● Exercise details
Count the lines in the entries below that contain the word "mural", with case taken into account, and report only that number.

● Exercise data
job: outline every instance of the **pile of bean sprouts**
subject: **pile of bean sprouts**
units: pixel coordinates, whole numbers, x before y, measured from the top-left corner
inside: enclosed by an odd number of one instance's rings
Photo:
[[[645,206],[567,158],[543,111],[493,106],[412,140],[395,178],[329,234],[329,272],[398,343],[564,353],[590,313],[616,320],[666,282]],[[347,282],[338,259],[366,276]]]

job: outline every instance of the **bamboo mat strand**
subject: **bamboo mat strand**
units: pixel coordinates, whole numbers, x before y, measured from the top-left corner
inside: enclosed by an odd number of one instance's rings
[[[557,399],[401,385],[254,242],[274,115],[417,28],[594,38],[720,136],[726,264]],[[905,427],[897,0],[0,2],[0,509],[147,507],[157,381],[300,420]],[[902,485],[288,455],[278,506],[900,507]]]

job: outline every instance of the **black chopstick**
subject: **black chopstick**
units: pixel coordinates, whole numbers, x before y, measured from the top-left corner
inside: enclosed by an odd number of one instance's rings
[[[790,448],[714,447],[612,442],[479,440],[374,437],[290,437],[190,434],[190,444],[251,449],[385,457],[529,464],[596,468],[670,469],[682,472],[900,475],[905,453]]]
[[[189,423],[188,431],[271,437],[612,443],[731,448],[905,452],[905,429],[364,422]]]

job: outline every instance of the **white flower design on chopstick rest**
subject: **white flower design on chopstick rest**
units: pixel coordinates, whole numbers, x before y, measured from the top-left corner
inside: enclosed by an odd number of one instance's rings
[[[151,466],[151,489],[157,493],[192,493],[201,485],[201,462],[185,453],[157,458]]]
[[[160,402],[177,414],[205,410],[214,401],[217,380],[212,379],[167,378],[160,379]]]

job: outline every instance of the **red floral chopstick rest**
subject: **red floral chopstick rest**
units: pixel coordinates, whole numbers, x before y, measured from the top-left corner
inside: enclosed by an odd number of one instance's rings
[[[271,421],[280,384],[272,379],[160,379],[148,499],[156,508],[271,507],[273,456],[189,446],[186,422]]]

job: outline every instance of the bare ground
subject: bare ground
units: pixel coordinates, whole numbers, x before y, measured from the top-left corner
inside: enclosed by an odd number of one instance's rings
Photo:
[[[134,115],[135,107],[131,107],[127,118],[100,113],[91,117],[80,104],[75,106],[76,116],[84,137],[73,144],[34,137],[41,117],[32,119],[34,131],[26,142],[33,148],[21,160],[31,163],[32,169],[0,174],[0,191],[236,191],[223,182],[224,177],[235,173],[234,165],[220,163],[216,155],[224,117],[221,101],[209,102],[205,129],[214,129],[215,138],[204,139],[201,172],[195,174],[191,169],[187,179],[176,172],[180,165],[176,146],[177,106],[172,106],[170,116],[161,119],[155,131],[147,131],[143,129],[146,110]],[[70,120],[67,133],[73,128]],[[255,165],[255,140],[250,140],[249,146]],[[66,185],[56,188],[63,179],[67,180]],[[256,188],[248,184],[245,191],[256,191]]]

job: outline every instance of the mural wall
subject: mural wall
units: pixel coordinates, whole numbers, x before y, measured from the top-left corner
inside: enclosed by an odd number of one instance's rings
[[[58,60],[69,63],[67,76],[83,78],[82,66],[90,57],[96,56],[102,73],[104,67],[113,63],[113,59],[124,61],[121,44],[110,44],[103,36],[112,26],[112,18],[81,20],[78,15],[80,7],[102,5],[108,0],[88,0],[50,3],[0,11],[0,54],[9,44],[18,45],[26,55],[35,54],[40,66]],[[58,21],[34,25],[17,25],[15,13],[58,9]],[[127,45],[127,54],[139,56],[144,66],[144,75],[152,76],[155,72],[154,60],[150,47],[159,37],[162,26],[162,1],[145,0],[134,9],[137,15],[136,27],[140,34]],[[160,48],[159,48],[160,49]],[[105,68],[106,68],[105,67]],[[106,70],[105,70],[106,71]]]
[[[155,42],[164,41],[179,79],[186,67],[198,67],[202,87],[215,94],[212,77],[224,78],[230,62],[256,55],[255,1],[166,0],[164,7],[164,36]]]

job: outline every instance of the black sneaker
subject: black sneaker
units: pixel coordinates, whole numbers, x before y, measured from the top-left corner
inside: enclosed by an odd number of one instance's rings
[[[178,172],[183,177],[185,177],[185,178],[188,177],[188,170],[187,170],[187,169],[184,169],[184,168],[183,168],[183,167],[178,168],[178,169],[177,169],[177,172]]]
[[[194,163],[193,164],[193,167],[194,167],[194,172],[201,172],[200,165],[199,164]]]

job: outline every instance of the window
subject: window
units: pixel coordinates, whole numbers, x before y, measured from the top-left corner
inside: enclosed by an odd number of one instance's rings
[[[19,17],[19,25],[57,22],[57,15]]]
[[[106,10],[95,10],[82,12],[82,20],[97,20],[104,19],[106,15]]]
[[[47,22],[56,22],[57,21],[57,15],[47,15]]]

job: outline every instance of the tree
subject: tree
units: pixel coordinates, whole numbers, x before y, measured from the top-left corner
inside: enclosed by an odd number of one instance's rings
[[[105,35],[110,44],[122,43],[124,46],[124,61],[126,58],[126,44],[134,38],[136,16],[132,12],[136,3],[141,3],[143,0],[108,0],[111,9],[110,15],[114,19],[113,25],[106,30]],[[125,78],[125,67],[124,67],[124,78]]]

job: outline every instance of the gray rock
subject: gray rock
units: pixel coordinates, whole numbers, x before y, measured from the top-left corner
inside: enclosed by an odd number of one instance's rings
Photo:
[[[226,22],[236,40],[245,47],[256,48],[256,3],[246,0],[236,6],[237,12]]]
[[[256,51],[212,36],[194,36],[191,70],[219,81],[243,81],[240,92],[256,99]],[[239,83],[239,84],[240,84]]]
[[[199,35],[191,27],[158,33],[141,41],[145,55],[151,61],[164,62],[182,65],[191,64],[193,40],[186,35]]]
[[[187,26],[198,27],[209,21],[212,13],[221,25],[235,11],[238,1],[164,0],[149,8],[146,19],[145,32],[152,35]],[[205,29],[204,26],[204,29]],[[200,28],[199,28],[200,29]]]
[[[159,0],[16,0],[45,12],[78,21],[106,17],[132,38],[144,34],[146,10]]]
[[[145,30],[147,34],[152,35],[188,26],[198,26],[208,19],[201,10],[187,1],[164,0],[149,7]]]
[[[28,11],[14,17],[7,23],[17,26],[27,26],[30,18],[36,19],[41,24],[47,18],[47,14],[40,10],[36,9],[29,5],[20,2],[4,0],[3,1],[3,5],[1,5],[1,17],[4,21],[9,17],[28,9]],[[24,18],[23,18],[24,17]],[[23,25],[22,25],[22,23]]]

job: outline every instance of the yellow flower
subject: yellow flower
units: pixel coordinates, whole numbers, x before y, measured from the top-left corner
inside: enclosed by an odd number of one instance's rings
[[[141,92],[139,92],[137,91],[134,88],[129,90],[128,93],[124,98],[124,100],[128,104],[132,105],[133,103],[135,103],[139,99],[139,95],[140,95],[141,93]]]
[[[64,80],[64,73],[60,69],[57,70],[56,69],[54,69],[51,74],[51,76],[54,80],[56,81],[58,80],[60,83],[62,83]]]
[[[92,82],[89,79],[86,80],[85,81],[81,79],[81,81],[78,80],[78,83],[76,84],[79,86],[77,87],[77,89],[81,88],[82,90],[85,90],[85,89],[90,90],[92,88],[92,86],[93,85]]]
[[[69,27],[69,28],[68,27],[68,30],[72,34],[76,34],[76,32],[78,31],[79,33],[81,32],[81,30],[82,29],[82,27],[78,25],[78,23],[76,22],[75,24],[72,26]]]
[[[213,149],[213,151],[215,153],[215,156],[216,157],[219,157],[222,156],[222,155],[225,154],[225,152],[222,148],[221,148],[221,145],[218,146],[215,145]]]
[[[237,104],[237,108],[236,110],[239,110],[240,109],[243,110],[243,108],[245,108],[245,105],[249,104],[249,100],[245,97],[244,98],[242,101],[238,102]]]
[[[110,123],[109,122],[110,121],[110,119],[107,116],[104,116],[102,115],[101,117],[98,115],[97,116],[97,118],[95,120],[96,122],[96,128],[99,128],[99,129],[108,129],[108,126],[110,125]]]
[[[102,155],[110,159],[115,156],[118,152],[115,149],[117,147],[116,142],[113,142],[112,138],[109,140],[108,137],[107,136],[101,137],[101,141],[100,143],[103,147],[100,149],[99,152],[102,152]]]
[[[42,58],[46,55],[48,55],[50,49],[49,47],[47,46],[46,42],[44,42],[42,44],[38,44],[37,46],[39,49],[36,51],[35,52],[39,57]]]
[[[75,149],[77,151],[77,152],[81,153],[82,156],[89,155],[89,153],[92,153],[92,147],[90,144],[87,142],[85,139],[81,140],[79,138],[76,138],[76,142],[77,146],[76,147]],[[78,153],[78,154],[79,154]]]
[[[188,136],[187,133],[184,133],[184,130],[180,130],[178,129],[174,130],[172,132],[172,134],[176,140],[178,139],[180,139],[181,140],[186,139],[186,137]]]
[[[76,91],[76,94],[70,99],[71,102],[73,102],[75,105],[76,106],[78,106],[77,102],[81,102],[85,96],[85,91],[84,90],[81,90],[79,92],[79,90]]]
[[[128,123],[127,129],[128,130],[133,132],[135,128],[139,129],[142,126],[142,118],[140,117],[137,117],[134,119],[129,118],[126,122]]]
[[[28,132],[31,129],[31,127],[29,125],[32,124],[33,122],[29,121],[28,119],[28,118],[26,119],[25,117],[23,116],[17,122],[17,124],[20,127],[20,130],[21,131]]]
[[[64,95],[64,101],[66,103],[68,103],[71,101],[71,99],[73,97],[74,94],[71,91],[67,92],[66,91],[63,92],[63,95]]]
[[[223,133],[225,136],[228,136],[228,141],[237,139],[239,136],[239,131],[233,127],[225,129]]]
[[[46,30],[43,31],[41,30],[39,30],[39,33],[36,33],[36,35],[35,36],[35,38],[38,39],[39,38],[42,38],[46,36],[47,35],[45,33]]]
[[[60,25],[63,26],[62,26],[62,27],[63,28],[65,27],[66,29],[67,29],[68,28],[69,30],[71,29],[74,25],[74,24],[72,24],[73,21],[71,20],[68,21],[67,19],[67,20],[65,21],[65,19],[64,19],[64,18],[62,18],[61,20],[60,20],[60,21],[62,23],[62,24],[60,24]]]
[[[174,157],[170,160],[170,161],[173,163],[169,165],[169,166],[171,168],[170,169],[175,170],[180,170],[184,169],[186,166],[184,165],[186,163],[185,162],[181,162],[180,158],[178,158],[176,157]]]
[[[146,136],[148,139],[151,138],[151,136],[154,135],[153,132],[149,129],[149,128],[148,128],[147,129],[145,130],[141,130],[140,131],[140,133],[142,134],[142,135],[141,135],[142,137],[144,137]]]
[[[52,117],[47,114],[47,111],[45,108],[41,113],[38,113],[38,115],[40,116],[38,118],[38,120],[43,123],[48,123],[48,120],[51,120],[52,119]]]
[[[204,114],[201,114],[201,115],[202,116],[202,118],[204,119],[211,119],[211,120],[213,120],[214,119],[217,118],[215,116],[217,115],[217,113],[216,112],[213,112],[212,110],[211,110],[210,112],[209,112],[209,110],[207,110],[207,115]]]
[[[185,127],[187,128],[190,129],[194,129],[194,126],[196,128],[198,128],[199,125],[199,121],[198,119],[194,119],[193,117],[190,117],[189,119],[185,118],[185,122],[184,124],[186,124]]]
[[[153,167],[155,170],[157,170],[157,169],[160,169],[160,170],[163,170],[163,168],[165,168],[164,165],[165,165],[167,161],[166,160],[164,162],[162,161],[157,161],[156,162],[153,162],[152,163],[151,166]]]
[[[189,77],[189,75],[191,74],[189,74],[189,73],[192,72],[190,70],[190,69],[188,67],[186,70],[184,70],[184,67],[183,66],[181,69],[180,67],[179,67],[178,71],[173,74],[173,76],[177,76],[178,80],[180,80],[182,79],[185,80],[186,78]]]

● Output for this exercise
2